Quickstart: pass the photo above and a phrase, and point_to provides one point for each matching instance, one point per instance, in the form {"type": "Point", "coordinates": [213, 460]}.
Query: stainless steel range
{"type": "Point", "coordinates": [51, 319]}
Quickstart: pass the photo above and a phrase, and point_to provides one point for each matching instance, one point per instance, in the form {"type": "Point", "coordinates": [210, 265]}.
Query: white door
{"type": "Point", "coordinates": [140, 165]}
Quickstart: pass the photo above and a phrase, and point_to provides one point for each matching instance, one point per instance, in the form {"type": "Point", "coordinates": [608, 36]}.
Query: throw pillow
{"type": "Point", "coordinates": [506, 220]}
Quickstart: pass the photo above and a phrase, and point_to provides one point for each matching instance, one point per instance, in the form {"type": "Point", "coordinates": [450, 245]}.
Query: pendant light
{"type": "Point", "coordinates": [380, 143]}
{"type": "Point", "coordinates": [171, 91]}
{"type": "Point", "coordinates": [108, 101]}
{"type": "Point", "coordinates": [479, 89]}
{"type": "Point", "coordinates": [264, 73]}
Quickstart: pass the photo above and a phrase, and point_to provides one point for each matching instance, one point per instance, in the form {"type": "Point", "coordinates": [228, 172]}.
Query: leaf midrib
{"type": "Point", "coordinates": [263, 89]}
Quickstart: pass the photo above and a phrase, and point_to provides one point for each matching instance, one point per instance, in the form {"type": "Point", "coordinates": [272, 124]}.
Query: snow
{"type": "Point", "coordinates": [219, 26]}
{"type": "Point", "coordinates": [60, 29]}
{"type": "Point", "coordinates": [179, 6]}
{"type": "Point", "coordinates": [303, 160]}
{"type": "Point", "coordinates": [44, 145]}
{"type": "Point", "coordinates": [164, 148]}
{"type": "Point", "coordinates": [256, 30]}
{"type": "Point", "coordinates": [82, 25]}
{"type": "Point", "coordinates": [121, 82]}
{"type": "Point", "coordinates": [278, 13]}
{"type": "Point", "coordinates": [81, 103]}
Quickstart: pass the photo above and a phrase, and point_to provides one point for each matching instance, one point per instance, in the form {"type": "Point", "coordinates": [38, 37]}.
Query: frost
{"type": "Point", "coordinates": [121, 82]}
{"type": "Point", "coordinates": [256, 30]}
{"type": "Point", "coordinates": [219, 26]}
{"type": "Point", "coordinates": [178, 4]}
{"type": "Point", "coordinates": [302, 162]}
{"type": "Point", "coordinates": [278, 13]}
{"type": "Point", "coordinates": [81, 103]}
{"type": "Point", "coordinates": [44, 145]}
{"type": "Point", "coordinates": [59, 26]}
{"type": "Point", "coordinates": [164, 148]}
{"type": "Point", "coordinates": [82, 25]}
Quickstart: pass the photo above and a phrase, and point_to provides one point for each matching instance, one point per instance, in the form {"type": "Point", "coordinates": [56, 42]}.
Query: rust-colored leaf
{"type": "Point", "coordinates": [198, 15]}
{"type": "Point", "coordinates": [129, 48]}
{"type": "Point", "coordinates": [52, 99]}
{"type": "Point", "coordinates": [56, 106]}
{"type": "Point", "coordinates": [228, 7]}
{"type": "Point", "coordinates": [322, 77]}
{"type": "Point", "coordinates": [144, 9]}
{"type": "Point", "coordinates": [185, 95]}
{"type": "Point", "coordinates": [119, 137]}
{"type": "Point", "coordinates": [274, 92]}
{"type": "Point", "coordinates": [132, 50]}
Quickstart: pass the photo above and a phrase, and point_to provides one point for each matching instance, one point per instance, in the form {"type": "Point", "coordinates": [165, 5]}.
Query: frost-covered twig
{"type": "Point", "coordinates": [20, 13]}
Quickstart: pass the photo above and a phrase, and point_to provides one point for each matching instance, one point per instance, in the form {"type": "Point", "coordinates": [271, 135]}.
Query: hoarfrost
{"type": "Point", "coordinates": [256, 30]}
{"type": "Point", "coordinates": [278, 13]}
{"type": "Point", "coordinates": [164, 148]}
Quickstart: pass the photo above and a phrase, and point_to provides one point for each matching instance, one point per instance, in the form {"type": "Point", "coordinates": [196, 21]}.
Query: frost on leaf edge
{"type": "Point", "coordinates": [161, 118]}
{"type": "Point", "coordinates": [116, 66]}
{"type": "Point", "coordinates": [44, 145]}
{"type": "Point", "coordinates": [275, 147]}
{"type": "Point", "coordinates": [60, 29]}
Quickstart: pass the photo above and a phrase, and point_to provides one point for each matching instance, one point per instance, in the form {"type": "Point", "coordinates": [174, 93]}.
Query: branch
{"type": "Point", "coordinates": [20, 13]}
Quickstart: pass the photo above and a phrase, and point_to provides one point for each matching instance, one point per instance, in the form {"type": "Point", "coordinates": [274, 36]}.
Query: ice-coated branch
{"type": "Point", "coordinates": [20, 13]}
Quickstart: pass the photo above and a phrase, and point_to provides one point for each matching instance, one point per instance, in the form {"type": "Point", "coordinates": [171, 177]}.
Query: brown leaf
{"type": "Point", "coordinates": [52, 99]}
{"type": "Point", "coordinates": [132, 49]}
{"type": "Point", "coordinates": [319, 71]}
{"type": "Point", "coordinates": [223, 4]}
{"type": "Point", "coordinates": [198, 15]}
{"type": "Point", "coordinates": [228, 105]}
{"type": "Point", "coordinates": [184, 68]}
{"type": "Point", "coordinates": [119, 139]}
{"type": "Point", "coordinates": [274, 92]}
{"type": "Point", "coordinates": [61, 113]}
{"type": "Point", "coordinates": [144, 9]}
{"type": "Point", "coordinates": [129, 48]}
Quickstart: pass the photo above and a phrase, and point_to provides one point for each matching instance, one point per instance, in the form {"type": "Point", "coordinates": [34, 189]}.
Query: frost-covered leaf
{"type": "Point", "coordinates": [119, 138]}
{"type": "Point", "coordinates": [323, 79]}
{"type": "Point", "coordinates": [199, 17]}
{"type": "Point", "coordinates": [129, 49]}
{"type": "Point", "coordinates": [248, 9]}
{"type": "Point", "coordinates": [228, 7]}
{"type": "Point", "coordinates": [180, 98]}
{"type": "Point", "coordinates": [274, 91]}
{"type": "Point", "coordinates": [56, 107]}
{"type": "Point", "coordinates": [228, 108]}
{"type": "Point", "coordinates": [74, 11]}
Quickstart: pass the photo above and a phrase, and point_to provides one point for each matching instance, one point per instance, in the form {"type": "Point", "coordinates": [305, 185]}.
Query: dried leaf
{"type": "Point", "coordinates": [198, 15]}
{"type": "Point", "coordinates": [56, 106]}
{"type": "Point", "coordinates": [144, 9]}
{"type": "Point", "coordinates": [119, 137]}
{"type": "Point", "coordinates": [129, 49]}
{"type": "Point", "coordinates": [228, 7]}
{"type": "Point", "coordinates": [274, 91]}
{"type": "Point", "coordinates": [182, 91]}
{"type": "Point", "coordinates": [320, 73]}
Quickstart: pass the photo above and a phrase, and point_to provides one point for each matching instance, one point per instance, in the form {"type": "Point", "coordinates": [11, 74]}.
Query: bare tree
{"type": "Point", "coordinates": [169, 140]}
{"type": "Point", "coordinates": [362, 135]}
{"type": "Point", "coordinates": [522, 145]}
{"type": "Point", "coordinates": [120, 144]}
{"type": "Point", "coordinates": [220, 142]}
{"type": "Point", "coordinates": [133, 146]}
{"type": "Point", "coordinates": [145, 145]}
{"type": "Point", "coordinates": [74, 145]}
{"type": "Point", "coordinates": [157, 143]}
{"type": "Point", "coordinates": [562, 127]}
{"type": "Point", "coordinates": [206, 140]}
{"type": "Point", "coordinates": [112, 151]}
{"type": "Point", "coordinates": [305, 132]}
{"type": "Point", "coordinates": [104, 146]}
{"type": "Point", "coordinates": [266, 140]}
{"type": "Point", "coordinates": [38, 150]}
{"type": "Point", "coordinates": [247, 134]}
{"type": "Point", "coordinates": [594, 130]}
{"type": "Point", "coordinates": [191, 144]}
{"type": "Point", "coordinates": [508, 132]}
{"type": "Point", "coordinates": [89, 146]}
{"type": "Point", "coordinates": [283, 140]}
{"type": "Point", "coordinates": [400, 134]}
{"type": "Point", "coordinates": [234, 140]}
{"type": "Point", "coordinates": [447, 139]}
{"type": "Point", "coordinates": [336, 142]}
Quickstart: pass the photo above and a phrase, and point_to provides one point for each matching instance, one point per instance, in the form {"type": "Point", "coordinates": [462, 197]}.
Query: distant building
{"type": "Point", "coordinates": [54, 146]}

## Direction:
Extract every line of the entries above that contains the string "branch", matching its case exactly.

## Worked solution:
Query: branch
Query: ice-coated branch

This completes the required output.